What needs to be done: Could you reproduce, word for word, the stretch of the article below about Jamie Dornan's radio interview from "On Sunday (28" through "when he was 16."?

On Sunday (28 January), Dornan appeared on the BBC Radio 4 show, hosted by Lauren Laverne, where he discussed his involvement with the franchise as well as his “guilt” at struggling to “remember” details about his mother, who died when he was 16.
About EL James adaptation Fifty Shades of Grey, the Northern Irish actor, who played Christian Grey opposite Dakota Johnson, said that the 2015 film’s director, Sam Taylor-Johnson, and her actor-husband Aaron Taylor-Johnson supported him in the wake of the negative reviews by offering him a stay at their empty country home so he could escape the criticism.
Dornan told Laverne that he “hid for a while” with his wife Amelia Warner in the immediate aftermath of the first film’s release, saying: “They let us have their place in the country and we just shut ourselves from the world for a bit and then came out the other side.”
He continued: “I was coming off the back of career-altering reviews for The Fall and Bafta nominations and all of this sort of madness – and then I was brought to just ridicule, almost.”

Supplied records:
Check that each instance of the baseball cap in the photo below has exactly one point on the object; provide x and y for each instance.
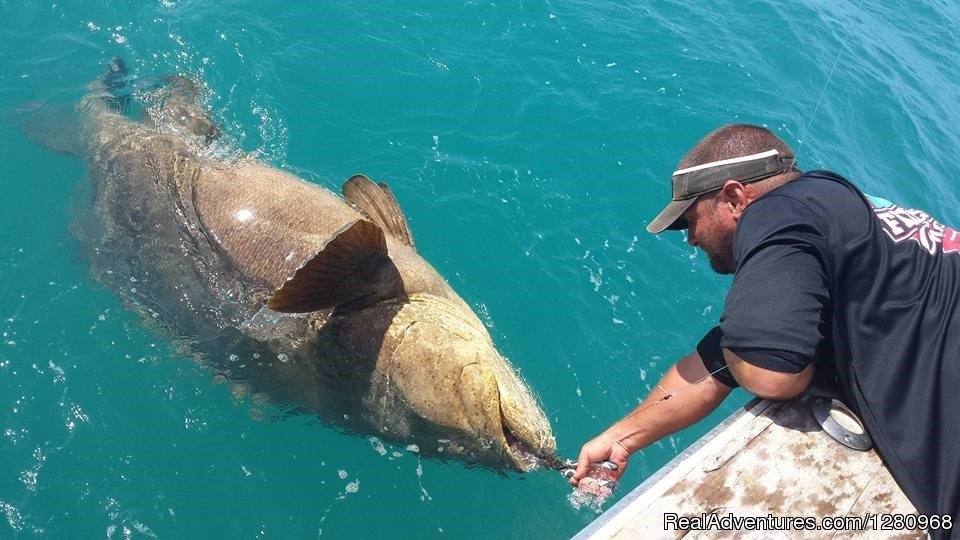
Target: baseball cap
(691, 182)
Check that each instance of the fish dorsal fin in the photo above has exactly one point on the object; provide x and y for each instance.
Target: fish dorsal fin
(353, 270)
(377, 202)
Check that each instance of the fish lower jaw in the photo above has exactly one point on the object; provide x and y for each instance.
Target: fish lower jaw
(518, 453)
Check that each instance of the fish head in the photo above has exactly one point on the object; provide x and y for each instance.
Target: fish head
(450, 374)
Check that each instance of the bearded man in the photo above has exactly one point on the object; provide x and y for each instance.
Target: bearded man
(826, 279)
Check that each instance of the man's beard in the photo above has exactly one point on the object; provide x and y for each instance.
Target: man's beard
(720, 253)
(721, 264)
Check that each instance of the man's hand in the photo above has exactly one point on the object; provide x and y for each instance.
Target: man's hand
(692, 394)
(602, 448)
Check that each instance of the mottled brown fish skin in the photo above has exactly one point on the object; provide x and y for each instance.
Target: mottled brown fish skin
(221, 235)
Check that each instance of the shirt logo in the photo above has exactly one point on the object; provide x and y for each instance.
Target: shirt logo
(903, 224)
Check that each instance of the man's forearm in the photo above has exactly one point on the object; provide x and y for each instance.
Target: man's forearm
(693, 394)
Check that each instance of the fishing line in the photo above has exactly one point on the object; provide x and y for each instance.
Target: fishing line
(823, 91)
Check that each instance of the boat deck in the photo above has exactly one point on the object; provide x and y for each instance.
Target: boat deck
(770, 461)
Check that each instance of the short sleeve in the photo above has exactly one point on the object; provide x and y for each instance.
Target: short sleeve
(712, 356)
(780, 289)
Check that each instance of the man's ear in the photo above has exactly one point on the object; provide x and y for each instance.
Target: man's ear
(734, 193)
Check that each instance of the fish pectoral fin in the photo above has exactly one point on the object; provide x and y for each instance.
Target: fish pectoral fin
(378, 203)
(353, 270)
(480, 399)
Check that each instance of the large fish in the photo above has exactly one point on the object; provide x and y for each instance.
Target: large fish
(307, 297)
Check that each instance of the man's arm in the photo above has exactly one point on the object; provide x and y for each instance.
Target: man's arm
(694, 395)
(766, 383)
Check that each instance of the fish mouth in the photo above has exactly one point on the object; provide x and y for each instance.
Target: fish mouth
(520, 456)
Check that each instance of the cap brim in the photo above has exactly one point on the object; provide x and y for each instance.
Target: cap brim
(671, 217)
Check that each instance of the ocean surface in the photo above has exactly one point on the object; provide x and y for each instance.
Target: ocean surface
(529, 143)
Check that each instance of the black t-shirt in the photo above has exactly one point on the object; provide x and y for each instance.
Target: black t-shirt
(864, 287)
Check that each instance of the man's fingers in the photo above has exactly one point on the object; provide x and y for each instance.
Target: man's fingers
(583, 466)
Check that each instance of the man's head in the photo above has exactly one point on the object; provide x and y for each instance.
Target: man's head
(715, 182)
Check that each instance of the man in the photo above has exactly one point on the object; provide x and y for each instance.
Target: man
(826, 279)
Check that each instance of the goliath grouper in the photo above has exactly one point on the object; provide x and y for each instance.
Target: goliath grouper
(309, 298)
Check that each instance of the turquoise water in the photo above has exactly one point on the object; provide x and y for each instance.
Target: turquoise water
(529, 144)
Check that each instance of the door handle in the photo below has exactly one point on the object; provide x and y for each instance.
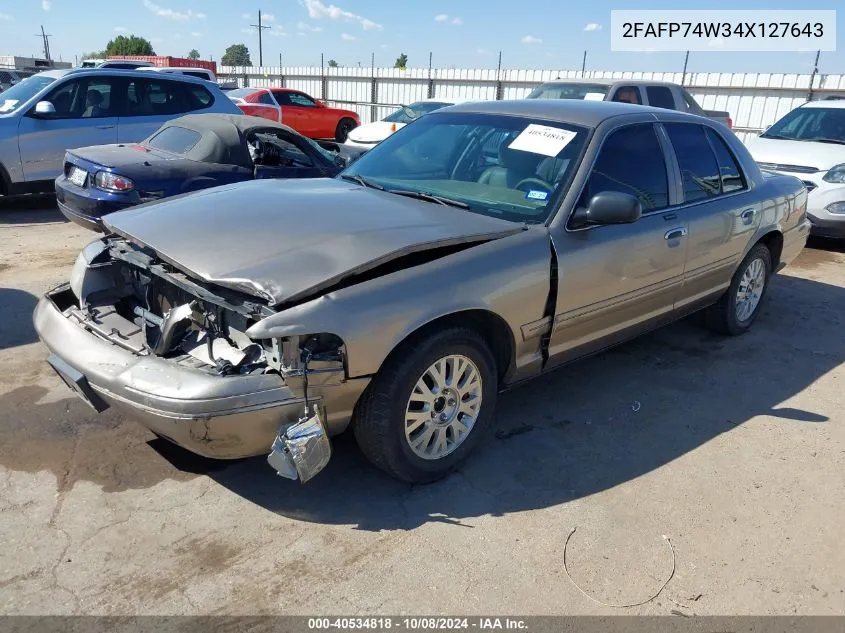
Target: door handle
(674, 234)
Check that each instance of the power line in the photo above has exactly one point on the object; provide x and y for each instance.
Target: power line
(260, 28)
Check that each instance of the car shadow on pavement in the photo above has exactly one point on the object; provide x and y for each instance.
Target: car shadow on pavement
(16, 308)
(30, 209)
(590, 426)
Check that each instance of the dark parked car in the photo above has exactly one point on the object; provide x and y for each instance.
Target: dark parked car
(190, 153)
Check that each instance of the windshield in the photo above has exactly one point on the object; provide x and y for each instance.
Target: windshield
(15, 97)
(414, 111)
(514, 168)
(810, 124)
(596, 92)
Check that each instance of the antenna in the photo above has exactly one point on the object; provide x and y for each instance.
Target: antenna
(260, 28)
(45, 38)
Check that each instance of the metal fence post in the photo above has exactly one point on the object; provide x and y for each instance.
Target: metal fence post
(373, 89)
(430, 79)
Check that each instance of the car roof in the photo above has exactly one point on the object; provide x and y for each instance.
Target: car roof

Response to this task:
On Sunday (28 January), Dornan appeared on the BBC Radio 4 show, hosted by Lauren Laverne, where he discussed his involvement with the franchise as well as his “guilt” at struggling to “remember” details about his mother, who died when he was 16.